• **Exercise set**:
1. Answer these about the forum thread on the HR34 stuck at 0%:
(a) For about how long does jimmie57 suggest unplugging the unit?
(b) According to P Smith, what could be pressed to skip the download?
(c) For which model does Drucifer say to check the Firmware Watcher?
2. Continue the forum thread on the HR34 stuck at 0% from the point where it stops.

# Downloading Software - stopped on 0%?



## Guindalf (Nov 19, 2005)

OK, I'll admit I haven't searched - I'm at work and don't have time.

My HR34 has been stuck since yesterday. Wife turned it on and it said it was downloading an update, never passed 0% and switched itself off! I did a reset when I arrived home and we were able to watch it last night, so I checked that the CCK was connecting and it was fine.

Fast forward to this morning and it's in the exact same state.

I know I can reset it and it'll be fine, but it's failing on a download (obviously!) somewhere.

Any ideas?


----------



## jimmie57 (Jun 26, 2010)

I would unplug it for about 10 minutes. Then plug it back in.
If it does not start up I would call DTV and let them try to help you. If it does not start to working they can implement the necessary steps to replace it for you.


----------



## P Smith (Jul 25, 2002)

don't worry; the process will continue up to that time when announced FW will be available for download, now it will reboot itself or you could press RBR to skip it


----------



## Guindalf (Nov 19, 2005)

It's starting back up with a reset, that's not the problem. I'm able to watch it for the whole evening without problem, but some time during the night (as evidenced by it being in this unusable state in the morning or until it's reset again.

I'm home now and it's just sitting at 0%. Going to try to force an update and see what happens.


----------



## Drucifer (Feb 12, 2009)

Guindalf said:


> [SNIP]
> 
> I'm home now and it's just sitting at 0%. *Going to try to force an update* and see what happens.


Well look at the Firmware Watcher for the HR34-700 to see what is the stream before you do 0-2-4-6-8.

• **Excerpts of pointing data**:
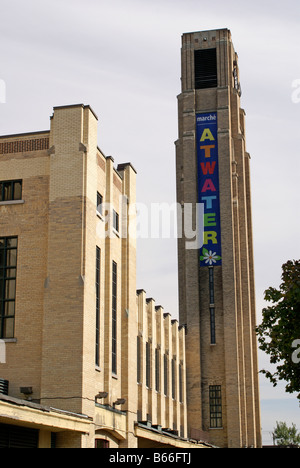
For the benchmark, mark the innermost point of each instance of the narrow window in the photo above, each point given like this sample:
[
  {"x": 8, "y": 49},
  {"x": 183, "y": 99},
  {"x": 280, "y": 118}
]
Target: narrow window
[
  {"x": 8, "y": 276},
  {"x": 173, "y": 379},
  {"x": 212, "y": 306},
  {"x": 114, "y": 317},
  {"x": 98, "y": 261},
  {"x": 10, "y": 190},
  {"x": 206, "y": 69},
  {"x": 101, "y": 443},
  {"x": 212, "y": 326},
  {"x": 148, "y": 365},
  {"x": 166, "y": 377},
  {"x": 211, "y": 285},
  {"x": 215, "y": 402},
  {"x": 157, "y": 370},
  {"x": 180, "y": 384},
  {"x": 138, "y": 360},
  {"x": 115, "y": 221},
  {"x": 99, "y": 204}
]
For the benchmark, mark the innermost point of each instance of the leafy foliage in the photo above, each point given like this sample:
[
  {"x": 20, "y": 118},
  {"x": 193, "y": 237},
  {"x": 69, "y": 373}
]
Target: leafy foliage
[
  {"x": 286, "y": 436},
  {"x": 280, "y": 328}
]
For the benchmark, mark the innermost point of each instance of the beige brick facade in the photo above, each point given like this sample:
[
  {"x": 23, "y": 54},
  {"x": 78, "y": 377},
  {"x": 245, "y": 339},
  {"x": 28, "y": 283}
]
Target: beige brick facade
[
  {"x": 52, "y": 347},
  {"x": 231, "y": 362}
]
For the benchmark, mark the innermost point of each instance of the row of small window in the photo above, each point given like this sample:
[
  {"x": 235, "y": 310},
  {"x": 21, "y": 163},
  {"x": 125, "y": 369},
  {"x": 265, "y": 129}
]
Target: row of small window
[
  {"x": 10, "y": 190},
  {"x": 116, "y": 224},
  {"x": 157, "y": 371}
]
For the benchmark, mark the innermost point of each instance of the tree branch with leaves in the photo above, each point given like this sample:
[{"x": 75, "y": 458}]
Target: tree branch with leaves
[{"x": 280, "y": 328}]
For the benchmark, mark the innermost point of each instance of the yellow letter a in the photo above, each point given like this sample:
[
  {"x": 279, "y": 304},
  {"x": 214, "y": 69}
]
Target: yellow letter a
[{"x": 207, "y": 135}]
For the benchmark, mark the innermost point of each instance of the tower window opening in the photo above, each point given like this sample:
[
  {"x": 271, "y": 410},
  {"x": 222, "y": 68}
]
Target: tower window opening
[{"x": 206, "y": 75}]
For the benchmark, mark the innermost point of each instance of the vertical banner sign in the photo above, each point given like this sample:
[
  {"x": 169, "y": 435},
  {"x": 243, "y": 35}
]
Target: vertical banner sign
[{"x": 208, "y": 187}]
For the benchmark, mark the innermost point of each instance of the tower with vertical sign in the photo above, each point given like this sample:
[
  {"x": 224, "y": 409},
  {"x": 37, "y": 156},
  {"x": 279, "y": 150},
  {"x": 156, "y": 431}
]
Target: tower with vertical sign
[{"x": 216, "y": 283}]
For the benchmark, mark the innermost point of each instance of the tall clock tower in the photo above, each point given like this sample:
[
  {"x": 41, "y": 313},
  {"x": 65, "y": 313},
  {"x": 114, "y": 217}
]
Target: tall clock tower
[{"x": 216, "y": 283}]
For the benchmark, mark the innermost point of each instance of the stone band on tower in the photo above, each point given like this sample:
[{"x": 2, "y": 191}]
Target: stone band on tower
[{"x": 216, "y": 284}]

• **Answers per task**:
1.
(a) About 10 minutes.
(b) RBR.
(c) The HR34-700.

2.
----------



## Guindalf (Nov 19, 2005)

Well, it looks like it was having problems connecting to the internet (hence the 0%, duh)!

I went to the menu and remade the connection to the router (Windstream's own, very temperamental). For the longest time, it didn't want to accept the passcode, although it was correct and all my other devices are connected. It's a real pain having to type it over and over again using the remote!

Anyway, the software updated overnight and it seems to be working now.


----------



## CCarncross (Jul 19, 2005)

Just so you know that the D* receivers don't get their updates from the internet, it downloads from the satellite.


----------



## Guindalf (Nov 19, 2005)

Well that's exactly what I thought, but having a working internet connection was the difference between it downloading and sticking!


----------



## jimmie57 (Jun 26, 2010)

Most likely a coincidence. I have 3 receivers and none of them connect to the internet.
I have the SWM system but not the whole home DVR setup.

Software comes from the satellite.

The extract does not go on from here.